*** Opening Raw data ***

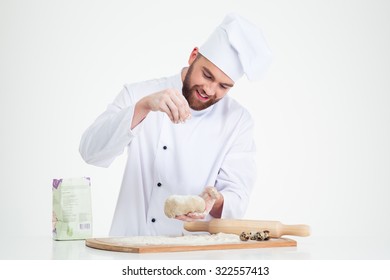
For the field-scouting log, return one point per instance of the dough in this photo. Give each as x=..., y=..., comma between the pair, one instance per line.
x=198, y=239
x=177, y=205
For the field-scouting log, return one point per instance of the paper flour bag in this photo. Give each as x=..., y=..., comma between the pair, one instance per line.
x=72, y=210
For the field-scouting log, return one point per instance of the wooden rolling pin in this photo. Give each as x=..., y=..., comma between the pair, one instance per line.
x=276, y=229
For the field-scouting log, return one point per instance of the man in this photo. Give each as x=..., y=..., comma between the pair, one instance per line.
x=183, y=135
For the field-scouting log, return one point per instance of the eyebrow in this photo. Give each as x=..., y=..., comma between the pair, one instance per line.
x=212, y=76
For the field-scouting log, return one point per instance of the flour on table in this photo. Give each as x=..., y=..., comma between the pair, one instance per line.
x=201, y=239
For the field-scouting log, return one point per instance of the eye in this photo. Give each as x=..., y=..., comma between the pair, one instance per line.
x=207, y=76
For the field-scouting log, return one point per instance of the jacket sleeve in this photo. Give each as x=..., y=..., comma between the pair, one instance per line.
x=237, y=174
x=108, y=136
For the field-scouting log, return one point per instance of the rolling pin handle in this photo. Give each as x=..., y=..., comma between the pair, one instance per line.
x=196, y=226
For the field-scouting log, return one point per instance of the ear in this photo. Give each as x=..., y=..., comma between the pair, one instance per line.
x=193, y=55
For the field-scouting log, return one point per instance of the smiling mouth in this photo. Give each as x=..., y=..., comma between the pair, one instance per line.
x=202, y=97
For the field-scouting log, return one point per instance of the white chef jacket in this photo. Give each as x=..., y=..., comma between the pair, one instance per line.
x=213, y=148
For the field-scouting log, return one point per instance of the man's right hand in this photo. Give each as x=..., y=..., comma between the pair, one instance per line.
x=169, y=101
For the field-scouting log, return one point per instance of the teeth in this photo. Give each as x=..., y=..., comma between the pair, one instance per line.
x=204, y=96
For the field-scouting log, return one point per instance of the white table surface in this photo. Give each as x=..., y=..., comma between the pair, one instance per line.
x=316, y=248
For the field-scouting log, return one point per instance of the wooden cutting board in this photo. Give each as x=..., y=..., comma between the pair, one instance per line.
x=115, y=244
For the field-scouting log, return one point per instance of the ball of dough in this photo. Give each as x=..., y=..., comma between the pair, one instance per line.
x=177, y=205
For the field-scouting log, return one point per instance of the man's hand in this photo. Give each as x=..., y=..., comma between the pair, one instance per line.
x=169, y=101
x=212, y=198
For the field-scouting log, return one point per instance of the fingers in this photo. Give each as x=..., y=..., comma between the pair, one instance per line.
x=190, y=217
x=173, y=103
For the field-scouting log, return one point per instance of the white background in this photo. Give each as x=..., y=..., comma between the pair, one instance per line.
x=322, y=113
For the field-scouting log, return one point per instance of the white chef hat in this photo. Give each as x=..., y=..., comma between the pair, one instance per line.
x=236, y=47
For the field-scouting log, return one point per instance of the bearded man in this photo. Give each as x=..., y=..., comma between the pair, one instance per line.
x=184, y=135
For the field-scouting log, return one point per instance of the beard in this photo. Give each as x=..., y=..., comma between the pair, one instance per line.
x=190, y=92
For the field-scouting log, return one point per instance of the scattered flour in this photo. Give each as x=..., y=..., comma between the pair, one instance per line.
x=201, y=239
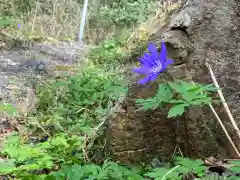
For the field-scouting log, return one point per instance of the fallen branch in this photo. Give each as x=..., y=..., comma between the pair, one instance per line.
x=224, y=130
x=225, y=105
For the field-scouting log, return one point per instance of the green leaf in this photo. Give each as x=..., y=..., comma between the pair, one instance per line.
x=159, y=173
x=176, y=110
x=210, y=87
x=7, y=166
x=164, y=93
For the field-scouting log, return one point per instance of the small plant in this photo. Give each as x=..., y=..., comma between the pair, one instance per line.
x=184, y=167
x=177, y=95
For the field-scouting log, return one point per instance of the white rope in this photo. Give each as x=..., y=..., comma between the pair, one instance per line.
x=83, y=20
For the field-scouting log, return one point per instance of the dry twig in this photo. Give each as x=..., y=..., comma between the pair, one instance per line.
x=224, y=102
x=224, y=129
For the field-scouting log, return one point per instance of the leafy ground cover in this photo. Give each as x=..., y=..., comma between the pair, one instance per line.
x=57, y=138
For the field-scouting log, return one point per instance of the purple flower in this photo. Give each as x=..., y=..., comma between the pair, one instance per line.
x=153, y=64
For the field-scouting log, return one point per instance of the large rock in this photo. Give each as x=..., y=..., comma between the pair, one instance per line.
x=199, y=31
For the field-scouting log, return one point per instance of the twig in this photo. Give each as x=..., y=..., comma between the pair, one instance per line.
x=224, y=129
x=171, y=170
x=225, y=105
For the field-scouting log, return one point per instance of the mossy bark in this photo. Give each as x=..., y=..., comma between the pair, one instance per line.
x=199, y=32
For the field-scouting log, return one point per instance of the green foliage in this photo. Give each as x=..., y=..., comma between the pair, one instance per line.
x=4, y=21
x=8, y=108
x=76, y=103
x=24, y=159
x=236, y=166
x=109, y=170
x=16, y=7
x=178, y=95
x=121, y=13
x=108, y=52
x=183, y=167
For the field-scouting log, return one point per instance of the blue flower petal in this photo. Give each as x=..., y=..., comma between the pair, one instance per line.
x=141, y=70
x=145, y=60
x=166, y=64
x=163, y=53
x=153, y=77
x=154, y=53
x=144, y=80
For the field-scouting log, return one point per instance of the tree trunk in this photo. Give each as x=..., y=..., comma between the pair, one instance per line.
x=201, y=31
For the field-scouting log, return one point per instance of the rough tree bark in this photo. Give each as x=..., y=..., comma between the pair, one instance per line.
x=201, y=31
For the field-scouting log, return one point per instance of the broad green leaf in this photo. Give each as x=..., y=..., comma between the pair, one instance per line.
x=7, y=166
x=164, y=93
x=176, y=110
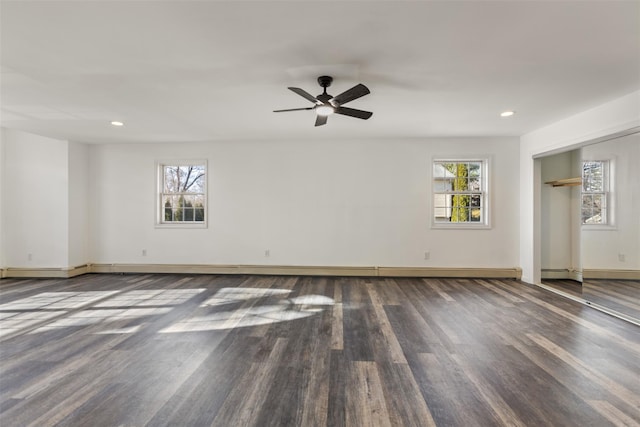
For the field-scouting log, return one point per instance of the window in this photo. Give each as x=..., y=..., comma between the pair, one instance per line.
x=182, y=193
x=595, y=193
x=460, y=192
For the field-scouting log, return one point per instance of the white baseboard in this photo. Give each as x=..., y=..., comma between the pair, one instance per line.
x=514, y=273
x=549, y=273
x=46, y=273
x=611, y=274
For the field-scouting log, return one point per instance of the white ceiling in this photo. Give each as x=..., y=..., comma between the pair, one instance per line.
x=215, y=70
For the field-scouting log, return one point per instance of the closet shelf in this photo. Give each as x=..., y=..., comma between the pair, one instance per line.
x=565, y=182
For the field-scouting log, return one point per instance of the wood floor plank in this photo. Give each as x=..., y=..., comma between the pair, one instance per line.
x=241, y=350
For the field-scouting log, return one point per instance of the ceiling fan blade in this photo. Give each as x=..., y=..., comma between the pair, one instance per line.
x=360, y=114
x=306, y=95
x=321, y=120
x=293, y=109
x=351, y=94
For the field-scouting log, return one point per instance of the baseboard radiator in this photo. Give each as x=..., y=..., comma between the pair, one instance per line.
x=513, y=273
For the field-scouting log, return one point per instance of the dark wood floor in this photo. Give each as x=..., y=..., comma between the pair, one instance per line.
x=159, y=350
x=621, y=296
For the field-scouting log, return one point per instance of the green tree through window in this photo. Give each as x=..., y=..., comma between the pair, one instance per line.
x=183, y=193
x=459, y=194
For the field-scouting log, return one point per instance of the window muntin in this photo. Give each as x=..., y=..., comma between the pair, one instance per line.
x=459, y=192
x=595, y=193
x=182, y=193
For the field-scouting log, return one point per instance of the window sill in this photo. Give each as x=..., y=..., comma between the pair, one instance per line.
x=460, y=226
x=183, y=226
x=598, y=227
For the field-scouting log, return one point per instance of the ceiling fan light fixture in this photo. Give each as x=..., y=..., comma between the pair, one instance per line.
x=325, y=110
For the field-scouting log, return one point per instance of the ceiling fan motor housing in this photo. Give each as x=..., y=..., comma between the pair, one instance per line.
x=325, y=81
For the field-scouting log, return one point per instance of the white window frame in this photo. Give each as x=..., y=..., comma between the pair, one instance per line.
x=160, y=208
x=483, y=192
x=608, y=192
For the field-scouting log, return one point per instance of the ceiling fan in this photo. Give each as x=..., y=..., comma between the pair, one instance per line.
x=326, y=104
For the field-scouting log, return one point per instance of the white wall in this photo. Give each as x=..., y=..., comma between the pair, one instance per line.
x=346, y=203
x=615, y=116
x=556, y=213
x=79, y=232
x=602, y=245
x=3, y=262
x=35, y=195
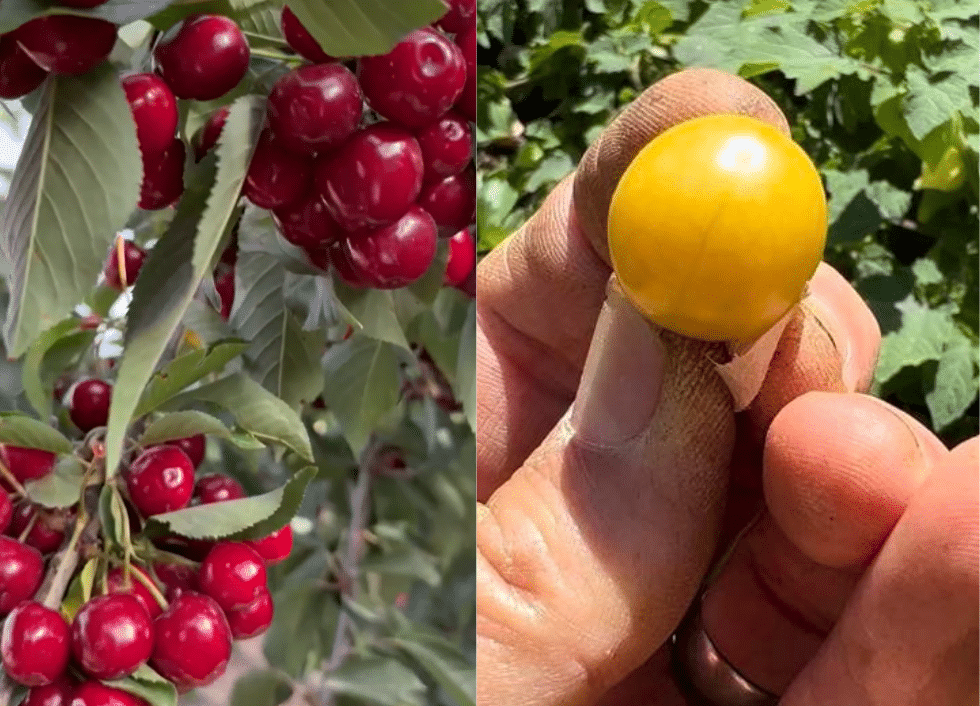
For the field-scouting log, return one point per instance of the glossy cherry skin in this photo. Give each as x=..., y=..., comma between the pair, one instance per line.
x=21, y=569
x=447, y=146
x=204, y=58
x=451, y=202
x=462, y=258
x=276, y=547
x=160, y=480
x=154, y=109
x=57, y=693
x=116, y=581
x=417, y=81
x=307, y=224
x=67, y=44
x=133, y=256
x=461, y=16
x=19, y=75
x=394, y=256
x=112, y=636
x=193, y=641
x=163, y=177
x=373, y=179
x=217, y=488
x=88, y=403
x=93, y=693
x=276, y=177
x=466, y=103
x=301, y=41
x=253, y=619
x=314, y=108
x=233, y=574
x=207, y=137
x=34, y=644
x=27, y=464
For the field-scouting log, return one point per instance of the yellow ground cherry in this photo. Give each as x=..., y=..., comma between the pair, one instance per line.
x=716, y=227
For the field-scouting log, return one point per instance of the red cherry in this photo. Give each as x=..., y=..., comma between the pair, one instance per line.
x=204, y=58
x=373, y=178
x=462, y=258
x=301, y=41
x=21, y=568
x=396, y=255
x=193, y=446
x=116, y=582
x=307, y=224
x=163, y=178
x=276, y=547
x=314, y=108
x=225, y=286
x=233, y=574
x=461, y=16
x=57, y=693
x=160, y=480
x=217, y=488
x=93, y=693
x=176, y=578
x=447, y=146
x=466, y=103
x=112, y=636
x=34, y=644
x=451, y=202
x=417, y=81
x=207, y=137
x=67, y=44
x=27, y=464
x=19, y=75
x=276, y=177
x=253, y=619
x=154, y=110
x=193, y=642
x=133, y=256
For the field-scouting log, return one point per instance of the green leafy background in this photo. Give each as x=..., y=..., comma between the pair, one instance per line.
x=882, y=94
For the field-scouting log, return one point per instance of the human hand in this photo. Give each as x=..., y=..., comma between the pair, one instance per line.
x=856, y=585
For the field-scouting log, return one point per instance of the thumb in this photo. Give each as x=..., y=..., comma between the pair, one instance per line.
x=589, y=555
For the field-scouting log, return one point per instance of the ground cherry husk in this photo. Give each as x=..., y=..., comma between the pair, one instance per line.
x=716, y=226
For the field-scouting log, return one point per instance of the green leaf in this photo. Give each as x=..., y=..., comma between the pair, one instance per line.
x=179, y=425
x=248, y=518
x=255, y=409
x=265, y=688
x=186, y=370
x=76, y=182
x=20, y=430
x=148, y=685
x=362, y=386
x=361, y=27
x=60, y=488
x=179, y=261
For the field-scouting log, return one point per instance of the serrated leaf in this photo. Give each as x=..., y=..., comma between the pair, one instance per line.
x=76, y=182
x=255, y=409
x=148, y=685
x=179, y=261
x=20, y=430
x=361, y=27
x=248, y=518
x=60, y=488
x=362, y=386
x=178, y=425
x=186, y=370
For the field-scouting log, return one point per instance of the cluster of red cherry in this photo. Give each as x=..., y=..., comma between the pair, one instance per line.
x=369, y=197
x=179, y=611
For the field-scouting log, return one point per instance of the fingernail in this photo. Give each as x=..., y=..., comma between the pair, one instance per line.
x=623, y=375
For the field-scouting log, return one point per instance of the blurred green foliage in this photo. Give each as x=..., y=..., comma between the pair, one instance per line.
x=883, y=94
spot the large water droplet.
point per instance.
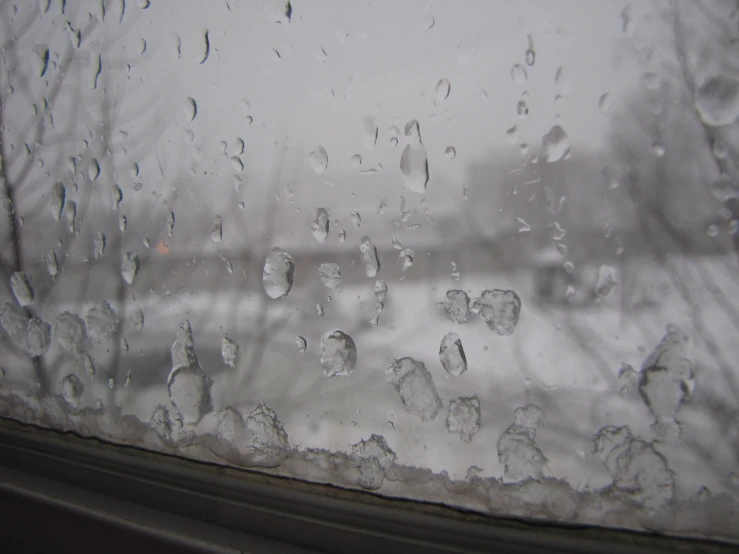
(58, 195)
(368, 253)
(318, 159)
(216, 232)
(416, 388)
(102, 322)
(414, 161)
(518, 74)
(499, 309)
(338, 353)
(72, 391)
(21, 288)
(69, 331)
(464, 417)
(369, 133)
(606, 282)
(556, 144)
(456, 306)
(330, 275)
(452, 355)
(188, 385)
(517, 451)
(130, 267)
(229, 349)
(717, 100)
(38, 337)
(278, 274)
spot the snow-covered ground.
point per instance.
(194, 140)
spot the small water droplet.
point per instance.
(229, 350)
(518, 74)
(356, 219)
(130, 267)
(191, 108)
(368, 252)
(442, 91)
(556, 144)
(318, 159)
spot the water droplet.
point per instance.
(319, 229)
(517, 451)
(191, 108)
(21, 288)
(464, 417)
(500, 309)
(442, 91)
(188, 385)
(278, 274)
(58, 195)
(38, 337)
(130, 267)
(216, 232)
(72, 391)
(717, 100)
(338, 354)
(556, 144)
(451, 354)
(52, 265)
(301, 343)
(518, 74)
(228, 352)
(556, 231)
(368, 253)
(406, 258)
(278, 11)
(380, 290)
(415, 385)
(70, 213)
(356, 219)
(382, 207)
(525, 227)
(369, 133)
(330, 275)
(204, 47)
(414, 161)
(69, 331)
(318, 159)
(98, 245)
(102, 322)
(606, 281)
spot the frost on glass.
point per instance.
(492, 271)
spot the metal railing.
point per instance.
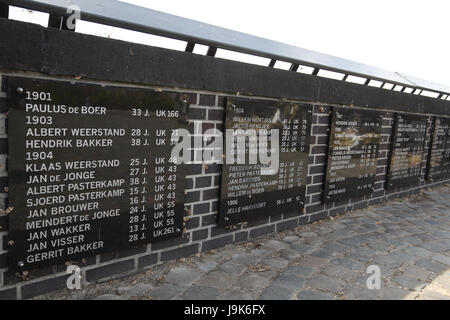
(131, 17)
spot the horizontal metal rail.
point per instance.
(127, 16)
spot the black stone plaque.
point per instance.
(253, 191)
(439, 157)
(352, 154)
(90, 169)
(407, 150)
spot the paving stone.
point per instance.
(109, 297)
(393, 293)
(276, 245)
(183, 275)
(431, 265)
(315, 295)
(302, 248)
(416, 272)
(360, 293)
(409, 282)
(206, 266)
(277, 293)
(313, 261)
(253, 282)
(433, 295)
(139, 289)
(289, 281)
(419, 252)
(245, 259)
(276, 263)
(165, 291)
(233, 268)
(290, 254)
(238, 294)
(442, 259)
(291, 239)
(298, 270)
(217, 279)
(338, 272)
(325, 283)
(350, 264)
(200, 293)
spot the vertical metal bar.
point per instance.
(190, 47)
(211, 51)
(4, 10)
(294, 67)
(58, 21)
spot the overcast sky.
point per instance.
(410, 36)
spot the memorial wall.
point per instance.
(90, 179)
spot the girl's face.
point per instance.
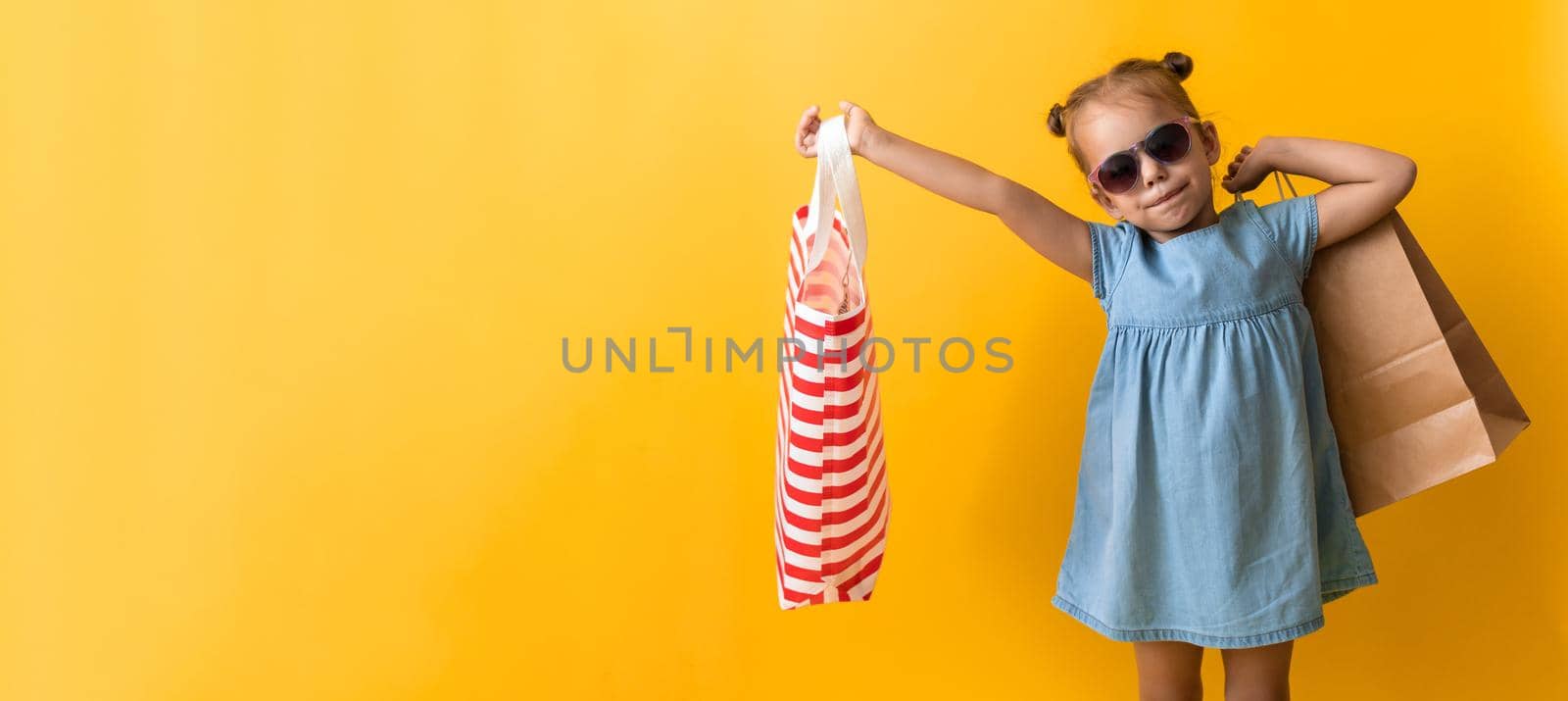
(1105, 127)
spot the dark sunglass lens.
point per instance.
(1168, 143)
(1118, 173)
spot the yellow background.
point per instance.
(284, 289)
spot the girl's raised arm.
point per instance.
(1051, 230)
(1364, 182)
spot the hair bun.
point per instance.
(1178, 63)
(1054, 121)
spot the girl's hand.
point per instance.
(1246, 172)
(857, 121)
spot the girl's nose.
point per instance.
(1152, 170)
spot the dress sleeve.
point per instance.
(1109, 248)
(1293, 227)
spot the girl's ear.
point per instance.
(1211, 141)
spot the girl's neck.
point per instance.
(1204, 220)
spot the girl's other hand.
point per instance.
(857, 123)
(1247, 172)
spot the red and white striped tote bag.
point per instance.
(831, 481)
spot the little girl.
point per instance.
(1211, 509)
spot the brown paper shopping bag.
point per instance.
(1413, 394)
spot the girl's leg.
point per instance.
(1258, 674)
(1168, 670)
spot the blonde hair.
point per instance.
(1159, 80)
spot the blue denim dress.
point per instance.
(1211, 507)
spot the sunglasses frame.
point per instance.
(1184, 121)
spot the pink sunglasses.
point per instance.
(1167, 143)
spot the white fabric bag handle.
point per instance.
(835, 175)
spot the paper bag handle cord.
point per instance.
(836, 175)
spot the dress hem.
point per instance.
(1157, 634)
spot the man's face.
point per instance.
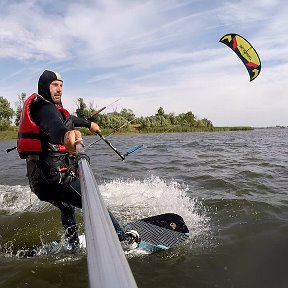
(56, 91)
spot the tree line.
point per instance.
(125, 119)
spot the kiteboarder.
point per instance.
(46, 139)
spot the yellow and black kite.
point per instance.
(245, 51)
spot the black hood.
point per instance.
(44, 82)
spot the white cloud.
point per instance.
(150, 54)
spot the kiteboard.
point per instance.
(147, 235)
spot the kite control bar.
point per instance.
(122, 156)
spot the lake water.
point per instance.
(230, 188)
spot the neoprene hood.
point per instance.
(44, 82)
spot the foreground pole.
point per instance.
(107, 263)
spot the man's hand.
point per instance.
(70, 140)
(94, 128)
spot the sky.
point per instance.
(150, 54)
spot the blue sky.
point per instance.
(150, 54)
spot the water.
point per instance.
(229, 187)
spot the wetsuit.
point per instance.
(51, 173)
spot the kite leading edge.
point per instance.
(245, 52)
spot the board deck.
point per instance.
(154, 234)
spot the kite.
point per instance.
(245, 52)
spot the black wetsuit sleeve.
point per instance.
(50, 121)
(80, 122)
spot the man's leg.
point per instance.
(69, 222)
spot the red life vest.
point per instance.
(29, 136)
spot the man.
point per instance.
(46, 139)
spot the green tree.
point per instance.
(160, 112)
(19, 108)
(6, 113)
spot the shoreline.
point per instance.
(12, 134)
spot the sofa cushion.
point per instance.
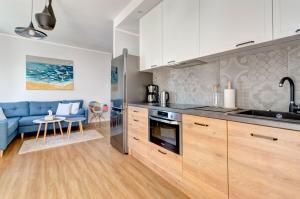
(73, 101)
(2, 115)
(12, 124)
(15, 109)
(41, 108)
(27, 121)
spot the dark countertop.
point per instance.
(224, 116)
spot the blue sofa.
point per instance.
(21, 114)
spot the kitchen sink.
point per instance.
(268, 115)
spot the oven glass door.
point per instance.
(165, 134)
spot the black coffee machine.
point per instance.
(152, 94)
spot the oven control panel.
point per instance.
(165, 115)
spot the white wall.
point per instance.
(91, 71)
(124, 39)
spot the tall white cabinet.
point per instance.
(286, 18)
(180, 30)
(226, 25)
(151, 39)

*** Closing Raw data ***

What is being asked:
From the material above, reproduce only what runs from the line holding "spot the dress hem." down to the line holding "spot the kiteboard.", both included, pictures excluded.

Solution for this exercise:
spot the dress hem.
point per instance.
(1157, 634)
spot the man's face.
point per instance.
(56, 91)
spot the tree line.
point per instance.
(125, 119)
spot the kiteboarder.
point per instance.
(46, 139)
spot the yellow and black kite.
point per instance.
(245, 51)
spot the black hood.
point per instance.
(44, 82)
spot the white cloud.
point per instance.
(150, 54)
spot the kiteboard.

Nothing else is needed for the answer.